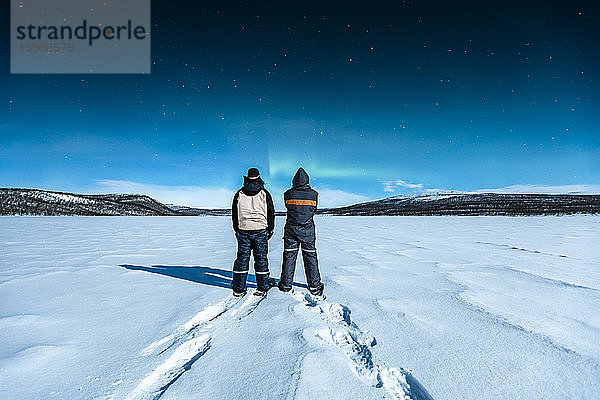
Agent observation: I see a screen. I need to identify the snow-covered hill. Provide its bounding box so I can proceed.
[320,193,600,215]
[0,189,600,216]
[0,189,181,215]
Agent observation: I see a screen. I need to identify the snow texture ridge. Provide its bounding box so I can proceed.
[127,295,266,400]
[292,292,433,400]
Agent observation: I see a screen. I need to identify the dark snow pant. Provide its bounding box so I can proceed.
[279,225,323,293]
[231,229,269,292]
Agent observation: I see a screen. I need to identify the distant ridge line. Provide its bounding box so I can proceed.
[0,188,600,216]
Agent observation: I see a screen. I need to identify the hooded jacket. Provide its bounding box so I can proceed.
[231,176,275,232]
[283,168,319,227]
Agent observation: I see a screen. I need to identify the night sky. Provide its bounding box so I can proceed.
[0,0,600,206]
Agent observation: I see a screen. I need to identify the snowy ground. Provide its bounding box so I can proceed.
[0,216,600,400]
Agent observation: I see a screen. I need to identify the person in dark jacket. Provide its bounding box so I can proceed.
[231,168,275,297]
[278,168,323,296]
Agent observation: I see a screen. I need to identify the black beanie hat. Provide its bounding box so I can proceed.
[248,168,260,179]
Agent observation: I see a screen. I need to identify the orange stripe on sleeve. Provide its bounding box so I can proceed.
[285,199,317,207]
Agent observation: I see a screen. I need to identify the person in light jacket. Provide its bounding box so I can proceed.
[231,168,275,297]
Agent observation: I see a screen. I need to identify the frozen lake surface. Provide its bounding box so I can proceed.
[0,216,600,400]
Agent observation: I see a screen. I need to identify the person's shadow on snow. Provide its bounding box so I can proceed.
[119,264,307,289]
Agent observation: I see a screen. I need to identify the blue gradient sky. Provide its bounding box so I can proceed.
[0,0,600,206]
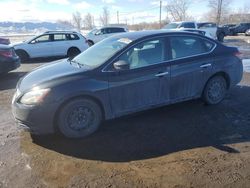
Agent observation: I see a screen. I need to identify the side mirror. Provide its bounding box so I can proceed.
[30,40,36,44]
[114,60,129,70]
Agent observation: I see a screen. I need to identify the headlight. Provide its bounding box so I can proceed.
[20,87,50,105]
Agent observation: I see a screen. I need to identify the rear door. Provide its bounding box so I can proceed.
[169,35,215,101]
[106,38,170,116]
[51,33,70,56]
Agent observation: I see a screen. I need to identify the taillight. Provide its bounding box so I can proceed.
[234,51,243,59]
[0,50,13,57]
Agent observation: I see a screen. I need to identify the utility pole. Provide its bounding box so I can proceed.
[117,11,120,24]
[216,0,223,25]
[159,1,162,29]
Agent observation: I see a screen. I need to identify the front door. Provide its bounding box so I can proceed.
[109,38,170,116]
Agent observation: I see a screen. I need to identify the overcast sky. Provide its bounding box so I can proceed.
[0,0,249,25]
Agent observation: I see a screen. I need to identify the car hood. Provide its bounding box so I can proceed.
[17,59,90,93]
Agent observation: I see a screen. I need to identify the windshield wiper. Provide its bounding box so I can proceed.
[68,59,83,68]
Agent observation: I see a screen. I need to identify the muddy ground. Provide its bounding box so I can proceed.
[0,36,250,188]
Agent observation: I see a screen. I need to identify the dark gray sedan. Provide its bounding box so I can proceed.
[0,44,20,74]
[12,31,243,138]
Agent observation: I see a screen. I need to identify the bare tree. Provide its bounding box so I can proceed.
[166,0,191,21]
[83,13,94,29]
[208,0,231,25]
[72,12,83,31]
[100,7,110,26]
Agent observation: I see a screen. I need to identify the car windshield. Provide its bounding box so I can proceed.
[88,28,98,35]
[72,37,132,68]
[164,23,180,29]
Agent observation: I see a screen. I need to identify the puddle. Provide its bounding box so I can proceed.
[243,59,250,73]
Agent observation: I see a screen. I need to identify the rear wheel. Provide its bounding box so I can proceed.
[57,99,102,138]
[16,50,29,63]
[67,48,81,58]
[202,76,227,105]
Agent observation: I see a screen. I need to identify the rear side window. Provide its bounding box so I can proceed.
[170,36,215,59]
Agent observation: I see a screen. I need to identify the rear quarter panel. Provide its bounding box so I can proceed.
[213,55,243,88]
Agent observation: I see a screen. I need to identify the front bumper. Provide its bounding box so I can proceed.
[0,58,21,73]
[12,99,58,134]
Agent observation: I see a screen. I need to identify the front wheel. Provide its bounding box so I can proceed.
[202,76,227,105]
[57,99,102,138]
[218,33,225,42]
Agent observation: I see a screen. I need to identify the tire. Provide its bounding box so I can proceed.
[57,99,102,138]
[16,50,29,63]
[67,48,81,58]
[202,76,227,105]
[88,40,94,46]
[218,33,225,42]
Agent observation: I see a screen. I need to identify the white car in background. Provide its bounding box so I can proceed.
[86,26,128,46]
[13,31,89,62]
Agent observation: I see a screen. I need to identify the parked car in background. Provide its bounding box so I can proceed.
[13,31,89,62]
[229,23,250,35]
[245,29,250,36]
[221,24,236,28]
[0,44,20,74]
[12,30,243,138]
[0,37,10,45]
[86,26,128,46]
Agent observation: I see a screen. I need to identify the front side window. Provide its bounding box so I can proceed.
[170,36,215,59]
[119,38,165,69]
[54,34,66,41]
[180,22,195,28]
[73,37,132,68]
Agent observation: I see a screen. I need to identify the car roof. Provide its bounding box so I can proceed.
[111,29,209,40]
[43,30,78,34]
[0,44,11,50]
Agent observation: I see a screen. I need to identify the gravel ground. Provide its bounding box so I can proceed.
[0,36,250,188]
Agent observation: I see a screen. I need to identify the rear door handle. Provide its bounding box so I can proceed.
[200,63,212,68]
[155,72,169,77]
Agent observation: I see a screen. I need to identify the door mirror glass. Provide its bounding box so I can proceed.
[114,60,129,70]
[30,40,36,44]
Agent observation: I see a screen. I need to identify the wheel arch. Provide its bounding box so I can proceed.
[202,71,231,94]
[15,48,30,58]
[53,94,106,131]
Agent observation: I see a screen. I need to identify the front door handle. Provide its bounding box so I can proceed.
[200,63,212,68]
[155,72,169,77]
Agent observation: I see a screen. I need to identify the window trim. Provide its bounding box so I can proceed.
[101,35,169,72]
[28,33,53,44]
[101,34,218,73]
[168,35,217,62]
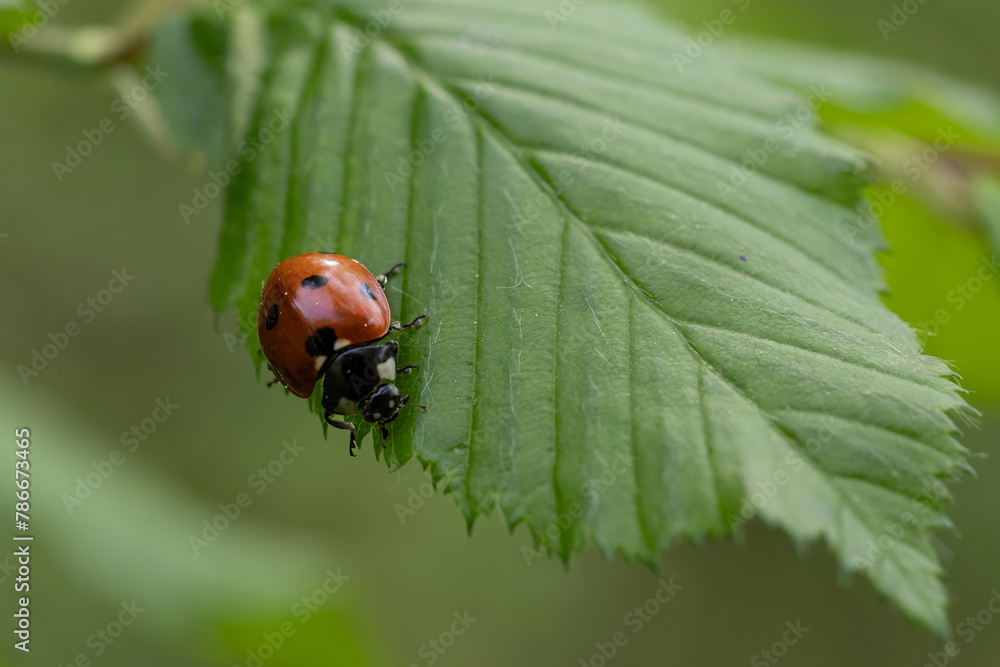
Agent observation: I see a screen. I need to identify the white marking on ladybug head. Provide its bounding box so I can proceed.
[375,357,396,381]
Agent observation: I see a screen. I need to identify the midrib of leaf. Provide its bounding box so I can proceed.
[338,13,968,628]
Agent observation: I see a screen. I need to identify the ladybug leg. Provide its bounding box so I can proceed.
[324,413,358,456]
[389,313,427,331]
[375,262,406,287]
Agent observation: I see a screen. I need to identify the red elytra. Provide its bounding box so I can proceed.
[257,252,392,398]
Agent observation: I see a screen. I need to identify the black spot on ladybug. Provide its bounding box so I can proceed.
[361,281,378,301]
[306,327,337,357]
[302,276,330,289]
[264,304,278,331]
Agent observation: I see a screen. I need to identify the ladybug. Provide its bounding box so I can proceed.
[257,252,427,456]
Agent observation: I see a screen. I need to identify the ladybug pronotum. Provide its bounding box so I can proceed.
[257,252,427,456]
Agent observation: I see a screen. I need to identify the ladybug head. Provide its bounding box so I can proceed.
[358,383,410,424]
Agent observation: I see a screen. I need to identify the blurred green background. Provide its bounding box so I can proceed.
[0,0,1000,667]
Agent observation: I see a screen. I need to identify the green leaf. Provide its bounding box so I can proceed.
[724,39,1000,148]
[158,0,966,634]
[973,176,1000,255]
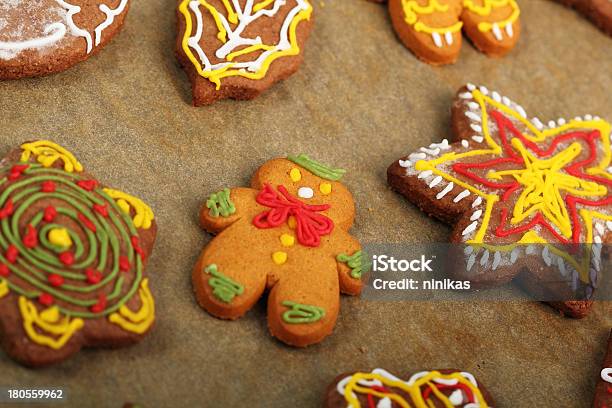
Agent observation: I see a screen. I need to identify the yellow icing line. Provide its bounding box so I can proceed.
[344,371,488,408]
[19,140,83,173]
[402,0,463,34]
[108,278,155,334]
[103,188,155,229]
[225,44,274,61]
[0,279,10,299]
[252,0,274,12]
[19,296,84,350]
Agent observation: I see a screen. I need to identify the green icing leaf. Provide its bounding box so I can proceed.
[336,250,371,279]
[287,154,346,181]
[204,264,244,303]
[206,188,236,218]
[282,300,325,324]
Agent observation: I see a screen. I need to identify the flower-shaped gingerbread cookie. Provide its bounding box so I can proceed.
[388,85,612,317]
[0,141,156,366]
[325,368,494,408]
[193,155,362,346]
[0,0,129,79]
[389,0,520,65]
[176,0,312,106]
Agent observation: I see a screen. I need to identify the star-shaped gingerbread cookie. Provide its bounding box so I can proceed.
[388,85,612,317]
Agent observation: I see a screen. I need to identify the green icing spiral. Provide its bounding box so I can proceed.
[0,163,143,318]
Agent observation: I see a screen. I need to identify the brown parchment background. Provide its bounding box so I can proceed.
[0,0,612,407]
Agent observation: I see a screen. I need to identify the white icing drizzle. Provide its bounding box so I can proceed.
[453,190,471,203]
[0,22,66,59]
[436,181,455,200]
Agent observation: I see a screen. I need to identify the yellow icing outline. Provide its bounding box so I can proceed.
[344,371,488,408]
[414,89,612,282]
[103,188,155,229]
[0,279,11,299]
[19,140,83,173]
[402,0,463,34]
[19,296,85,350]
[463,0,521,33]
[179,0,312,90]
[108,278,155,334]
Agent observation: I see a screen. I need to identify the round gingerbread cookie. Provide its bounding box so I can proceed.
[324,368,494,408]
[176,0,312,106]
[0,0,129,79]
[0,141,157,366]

○ ○ ○ ○

Transcribe sin cambios las líneas que empiezan en la que contiene "identify the red" y siguen hasta la que contiene "[973,176,1000,255]", ambas incluidas.

Resultado:
Agent observation: I see a screen. I need to identify the red elytra. Provide its bounding box so I can proceed.
[257,252,392,398]
Agent observation: I see a screen. I need to identify the black spot on ladybug. Provide its bounding box so I can proceed.
[361,281,378,301]
[306,327,337,357]
[302,276,330,289]
[264,304,278,331]
Agent observation: I see a screen. I need to identify the ladybug. Provide its bounding box so I can proceed.
[257,252,427,456]
Agent observation: I see a screen. I need to identify the ladybug pronotum. Provide its bounding box so I can proceed.
[257,252,427,456]
Agent observation: I see a screen. I need to identify the ladybug head. Provide its bounding box so I can proceed.
[358,383,410,424]
Agent observation: I see a screen. I need to identify the blurred green background. Provide its bounding box so I can proceed.
[0,0,1000,667]
Agent observation: I see a screen. I need to identify the green leaf. Provide its bounding box so I can proceed.
[724,39,1000,148]
[158,0,966,634]
[973,176,1000,255]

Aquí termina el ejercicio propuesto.